- **Selected text**:
################

Recovery Fund staff will then process and analyze the claim to determine whether the claimant is eligible and, if so, to what extent they may qualify for compensation from the Fund, as outlined above.
After the notice, either party may request a hearing to contest the amount of the award.
- If a hearing is not requested, the claimant and the respondent will be sent a written final order and award.
- If a hearing is timely requested, a written final order and award will be sent after a hearing.
Civil Procedure for Recovery
A civil action against the contractor must be brought in a civil court of competent jurisdiction. The lawsuit must be filed with the court within two years from the date of the commission of the act by the contractor that is the cause of the injury or two years from the date of occupancy. A.R.S. § 32-1133(A).
Pursuant to A.R.S. § 32-1133(B), the claimant (Plaintiff) must notify the Registrar of the commencement of the lawsuit. The Plaintiff must also submit a copy of the relevant court filings and all required supporting documentation to establish eligibility and damages, as explained above and including proof showing a claim on the contractor's license bond has been fully processed.

################

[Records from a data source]

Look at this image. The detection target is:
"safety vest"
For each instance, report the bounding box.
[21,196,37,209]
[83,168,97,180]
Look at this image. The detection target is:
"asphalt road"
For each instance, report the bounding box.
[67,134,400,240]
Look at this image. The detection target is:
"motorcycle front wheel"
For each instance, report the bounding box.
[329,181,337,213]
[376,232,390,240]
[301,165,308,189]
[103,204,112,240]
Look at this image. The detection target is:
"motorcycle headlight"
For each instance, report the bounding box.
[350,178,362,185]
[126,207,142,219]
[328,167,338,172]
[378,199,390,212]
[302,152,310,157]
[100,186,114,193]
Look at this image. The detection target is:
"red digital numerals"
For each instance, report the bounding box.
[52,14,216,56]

################

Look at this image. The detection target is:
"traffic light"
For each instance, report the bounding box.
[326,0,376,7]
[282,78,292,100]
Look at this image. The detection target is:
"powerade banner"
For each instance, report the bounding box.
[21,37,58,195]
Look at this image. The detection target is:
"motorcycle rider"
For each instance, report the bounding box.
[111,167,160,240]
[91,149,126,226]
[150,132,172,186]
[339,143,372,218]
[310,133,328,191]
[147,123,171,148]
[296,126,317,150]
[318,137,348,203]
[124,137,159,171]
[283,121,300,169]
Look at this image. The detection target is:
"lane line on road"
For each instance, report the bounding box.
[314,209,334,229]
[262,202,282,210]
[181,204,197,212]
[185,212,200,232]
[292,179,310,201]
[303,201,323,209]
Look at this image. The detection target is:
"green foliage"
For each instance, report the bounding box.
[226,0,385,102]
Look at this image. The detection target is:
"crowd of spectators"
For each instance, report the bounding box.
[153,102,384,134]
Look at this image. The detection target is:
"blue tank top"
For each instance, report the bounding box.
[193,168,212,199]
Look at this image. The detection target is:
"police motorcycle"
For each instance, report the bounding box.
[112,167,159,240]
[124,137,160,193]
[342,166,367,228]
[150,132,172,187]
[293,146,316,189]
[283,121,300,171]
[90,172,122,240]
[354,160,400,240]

################

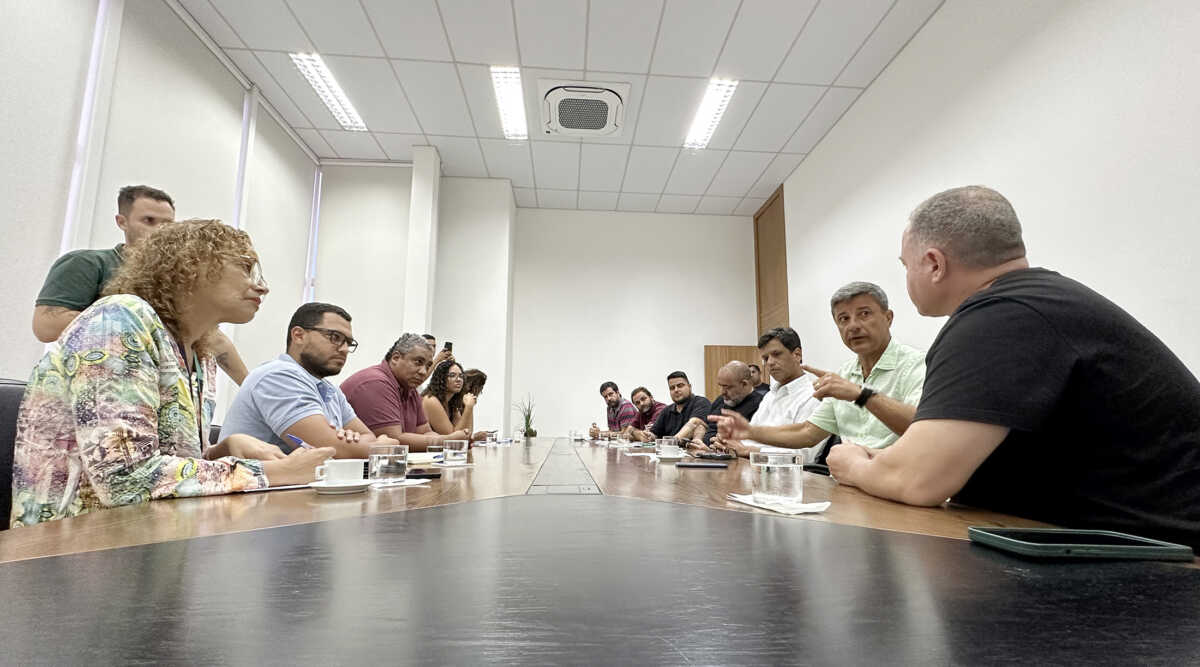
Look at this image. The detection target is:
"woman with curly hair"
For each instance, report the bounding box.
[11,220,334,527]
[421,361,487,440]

################

- **Work instructions**:
[A] According to the recovery fund text, how long does a claimant have to file a civil lawsuit against the contractor?
[B] State whether each statement agrees with the recovery fund text, answering yes or no and quoting the words that decide it: (i) When no hearing is requested, the claimant and the respondent receive a written final order and award. (ii) Only the claimant may request a hearing to contest the amount of the award. (iii) The Plaintiff must notify the Registrar that the lawsuit has begun.
[C] Continue the recovery fund text from its final sentence.

- **Expected outputs**:
[A] Two years from the date of the commission of the act by the contractor that is the cause of the injury, or two years from the date of occupancy.

[B]
(i) Yes: "If a hearing is not requested, the claimant and the respondent will be sent a written final order and award."
(ii) No: "either party may request a hearing to contest the amount of the award."
(iii) Yes: "the claimant (Plaintiff) must notify the Registrar of the commencement of the lawsuit."

[C]
Once a judgment against the contractor is obtained, a claimant must provide that document to the Registrar along with at least twenty days written notice of the claimant's intent to apply to the court for an order directing payment from the Fund. A.R.S. § 32-1133(C).
Failure to comply with these requirements may necessitate that the Registrar intervene into the lawsuit in order to obtain the necessary documentation to determine the merits of a claim. Intervention is a right afforded the Registrar in order to protect the Fund. A.R.S. § 32-1133.
The Plaintiff must file a claim against all available bonds and follow the requirements of A.R.S. § 32-1133.
If the claim is determined eligible for a payment from the Fund, the court will issue an Order Directing Payment from the Fund. The claimant then needs to file a certified copy of this Order with the Registrar. Please be aware that the Fund does not pay a claimant's court costs and/or attorney's fees in civil claims. These expenses are not recoverable from the Fund, except in contested cases appealed to the Superior Court (which means administrative claims that are appealed to the Superior Court). A.R.S. § 32-1132.01(E) and A.R.S. § 32-1133(E).
- What documentation do I need to provide to show proof of cost to repair and/or complete the project?
If work has not begun to correct or complete the project:
In either an administrative or a civil claim, you will need to provide itemized bids (at least three), from licensed residential contractors, that document how much money it will take to repair or complete the project. In the matter of an administrative claim, these bids must match the corrective work ordered to be completed in your underlying disciplinary case to be accepted as a valid basis to estimate your “actual damages.” A.R.S. §32-1132.01(B).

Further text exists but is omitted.